TASK TO CARRY OUT: Write the material out again in full, word for word. Do not include the pictures.

◆ ◆ ◆ ◆

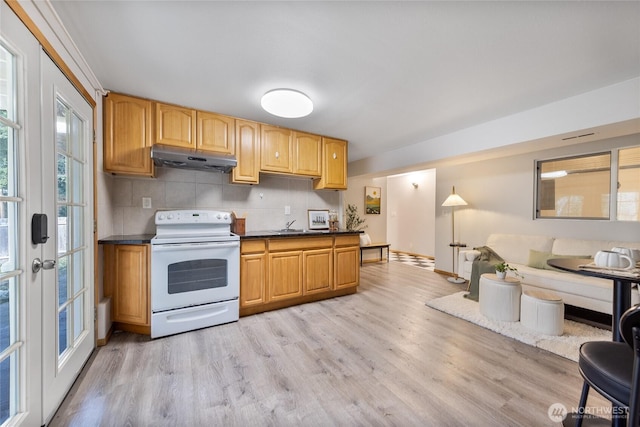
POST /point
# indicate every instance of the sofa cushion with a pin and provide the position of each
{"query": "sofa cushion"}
(573, 287)
(514, 248)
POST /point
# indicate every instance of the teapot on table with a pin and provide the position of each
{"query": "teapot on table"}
(613, 259)
(632, 253)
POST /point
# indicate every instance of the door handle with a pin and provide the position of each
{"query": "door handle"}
(47, 264)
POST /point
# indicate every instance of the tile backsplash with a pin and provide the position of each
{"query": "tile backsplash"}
(264, 204)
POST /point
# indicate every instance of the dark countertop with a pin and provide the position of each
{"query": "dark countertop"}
(126, 239)
(266, 234)
(139, 239)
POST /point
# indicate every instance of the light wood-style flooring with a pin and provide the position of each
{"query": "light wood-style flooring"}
(376, 358)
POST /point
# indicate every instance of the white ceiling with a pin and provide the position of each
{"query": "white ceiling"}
(382, 75)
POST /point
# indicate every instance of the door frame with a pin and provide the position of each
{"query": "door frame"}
(55, 27)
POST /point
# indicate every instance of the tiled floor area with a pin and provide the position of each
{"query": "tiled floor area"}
(416, 261)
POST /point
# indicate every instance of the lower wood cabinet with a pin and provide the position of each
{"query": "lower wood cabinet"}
(283, 271)
(285, 275)
(346, 261)
(127, 281)
(317, 266)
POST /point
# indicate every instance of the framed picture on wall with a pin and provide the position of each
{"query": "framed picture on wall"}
(318, 219)
(372, 199)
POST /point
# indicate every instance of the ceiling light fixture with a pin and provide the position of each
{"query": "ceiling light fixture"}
(287, 103)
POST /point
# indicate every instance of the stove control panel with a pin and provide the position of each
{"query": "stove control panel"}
(192, 217)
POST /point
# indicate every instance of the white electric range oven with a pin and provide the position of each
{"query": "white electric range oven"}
(195, 271)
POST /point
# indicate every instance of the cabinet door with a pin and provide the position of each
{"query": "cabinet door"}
(252, 279)
(334, 167)
(285, 275)
(276, 149)
(247, 153)
(307, 150)
(127, 135)
(215, 133)
(317, 267)
(127, 271)
(175, 126)
(346, 267)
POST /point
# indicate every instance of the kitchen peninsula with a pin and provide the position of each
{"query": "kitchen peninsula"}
(277, 269)
(284, 268)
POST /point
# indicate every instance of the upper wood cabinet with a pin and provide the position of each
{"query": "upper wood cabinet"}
(132, 125)
(307, 154)
(175, 126)
(215, 133)
(127, 135)
(276, 146)
(247, 153)
(334, 165)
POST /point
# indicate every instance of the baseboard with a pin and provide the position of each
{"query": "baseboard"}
(589, 317)
(103, 341)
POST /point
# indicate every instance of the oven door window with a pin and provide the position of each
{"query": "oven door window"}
(197, 275)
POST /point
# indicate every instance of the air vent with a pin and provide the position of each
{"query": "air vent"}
(578, 136)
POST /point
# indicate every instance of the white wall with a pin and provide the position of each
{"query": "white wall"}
(186, 189)
(500, 194)
(411, 218)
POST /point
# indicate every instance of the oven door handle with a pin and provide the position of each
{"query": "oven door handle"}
(192, 246)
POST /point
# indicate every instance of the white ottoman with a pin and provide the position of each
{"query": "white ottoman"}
(500, 298)
(542, 312)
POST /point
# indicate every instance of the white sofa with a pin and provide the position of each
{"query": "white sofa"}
(577, 290)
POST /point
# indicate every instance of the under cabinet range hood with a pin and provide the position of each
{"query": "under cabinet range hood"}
(182, 158)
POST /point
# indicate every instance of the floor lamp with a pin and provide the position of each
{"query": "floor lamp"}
(454, 200)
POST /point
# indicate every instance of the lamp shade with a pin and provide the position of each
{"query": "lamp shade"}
(454, 199)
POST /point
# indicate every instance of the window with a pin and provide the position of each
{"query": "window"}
(582, 187)
(574, 187)
(628, 206)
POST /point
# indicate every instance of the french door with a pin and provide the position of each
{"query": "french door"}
(46, 284)
(67, 257)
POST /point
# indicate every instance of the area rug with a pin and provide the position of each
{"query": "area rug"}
(413, 260)
(567, 345)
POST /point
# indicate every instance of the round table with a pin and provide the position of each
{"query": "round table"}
(621, 287)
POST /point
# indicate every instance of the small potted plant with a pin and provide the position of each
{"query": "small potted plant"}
(502, 268)
(354, 222)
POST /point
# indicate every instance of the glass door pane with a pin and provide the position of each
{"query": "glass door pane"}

◆ ◆ ◆ ◆

COMPLETE ANSWER:
POST /point
# indicate every instance of the sofa cushion with a pin and provide the position of each
{"query": "sofa cushion"}
(573, 287)
(514, 248)
POST /point
# indicate every instance of the teapot on table with a pin and provide the position of each
{"query": "teapot on table"}
(613, 259)
(632, 253)
POST /point
# indicate every instance of the door handle with a pin and provide the position of each
{"query": "door handle"}
(47, 264)
POST /point
# indicate every instance of the tile backsplash with a pin and provide the position of each
{"query": "tile backsplash"}
(264, 204)
POST /point
# indicate every instance of the dark countertop with a pin and provide the position of each
{"query": "dark countertop"}
(126, 239)
(266, 234)
(139, 239)
POST /point
# indicate every instance of the light wood-style flooring with a pin and provide the position of each
{"query": "light wood-style flooring"}
(376, 358)
POST /point
# indicate every instance of the white ceiling with a pin and provide the position of each
{"query": "white ceiling"}
(382, 75)
POST /point
# indicate every instance of the door frame with a pin and provide the position of each
{"query": "door frame"}
(55, 27)
POST /point
# indicate every instance of the tiled floor area with a pin and provide the position of each
{"query": "tiled floor area"}
(416, 261)
POST /point
# indicate every instance of the lower wood cabinet with a pin and provide the position of each
{"query": "lower wood cabinet"}
(283, 271)
(285, 275)
(346, 261)
(127, 281)
(317, 266)
POST /point
# indicate every instance of the framed picture on wall with a pin and provide the position of each
{"query": "framed picture on wall"}
(318, 219)
(372, 199)
POST /point
# indicate every instance of the ceiling light fixture with a pin and provide the position of each
{"query": "ceiling light fixture"}
(287, 103)
POST /point
# indicate every instance of the stove control panel with a pin and provide the position of each
{"query": "stove control panel"}
(192, 217)
POST /point
# indicate every instance of the white electric range oven with a pin and provide the position of each
{"query": "white electric range oven"}
(195, 271)
POST /point
# indicate every instance of the cabinet door with a pin and provide the position of each
{"query": "cabinet door"}
(252, 279)
(334, 167)
(285, 275)
(276, 149)
(247, 153)
(307, 150)
(127, 135)
(215, 133)
(317, 267)
(127, 271)
(175, 126)
(346, 267)
POST /point
# indicate every instance of the kitchen peninsula with a pin and provide the position of each
{"query": "kitchen peninsula"}
(277, 269)
(284, 268)
POST /point
# indicate every instance of the upper wood cabinet with a pin and provide the position of each
{"query": "upper wood cabinet"}
(132, 125)
(307, 154)
(175, 126)
(215, 133)
(127, 135)
(276, 146)
(247, 153)
(334, 165)
POST /point
# indicate every instance of the baseboard with a pin and provide the position of each
{"query": "baseboard"}
(589, 317)
(103, 341)
POST /point
# indicate every instance of the oven door window with a pin and provide the position of each
{"query": "oven door window"}
(197, 275)
POST /point
# indicate every instance of the air vent with a pin and provide the position of each
{"query": "air vent"}
(578, 136)
POST /point
# indicate every instance of the white wall with a pin and provide the position of each
{"query": "white wall"}
(186, 189)
(500, 194)
(411, 218)
POST /point
# indicate every instance of the oven door handle with a pin and provide the position of each
{"query": "oven door handle"}
(192, 246)
POST /point
# indicate every instance of the white ottoman with a pin and provide the position of each
{"query": "white ottoman"}
(500, 298)
(542, 312)
POST /point
# indicate every instance of the white sofa with a pin and provide the position of each
{"query": "white sofa"}
(577, 290)
POST /point
# indicate every instance of the under cabinet range hood with a pin and provide the position of each
{"query": "under cabinet range hood"}
(182, 158)
POST /point
# indicate every instance of the floor lamp with a pin and provide the position of each
{"query": "floor lamp"}
(454, 200)
POST /point
# indicate every instance of the lamp shade with a pin and provide the position of each
{"query": "lamp shade"}
(454, 199)
POST /point
# indicate every instance of the window with a pin and provide the position of each
{"query": "window"}
(582, 187)
(574, 187)
(628, 206)
POST /point
# indicate every instance of the french door with a pin and provide the position of each
{"query": "french door"}
(46, 284)
(67, 257)
POST /point
# indicate every instance of the area rug with a pin and provide the position of each
{"query": "area rug"}
(413, 260)
(567, 345)
POST /point
# indicate every instance of the round table with a pin and provide the position of each
{"query": "round table"}
(621, 287)
POST /point
# indicate every instance of the small potted plant with a pin and provide the position of each
{"query": "small potted plant"}
(502, 268)
(354, 222)
POST /point
# indicate every instance of the glass door pane with a pin and provide the position of each
{"query": "glass door pane"}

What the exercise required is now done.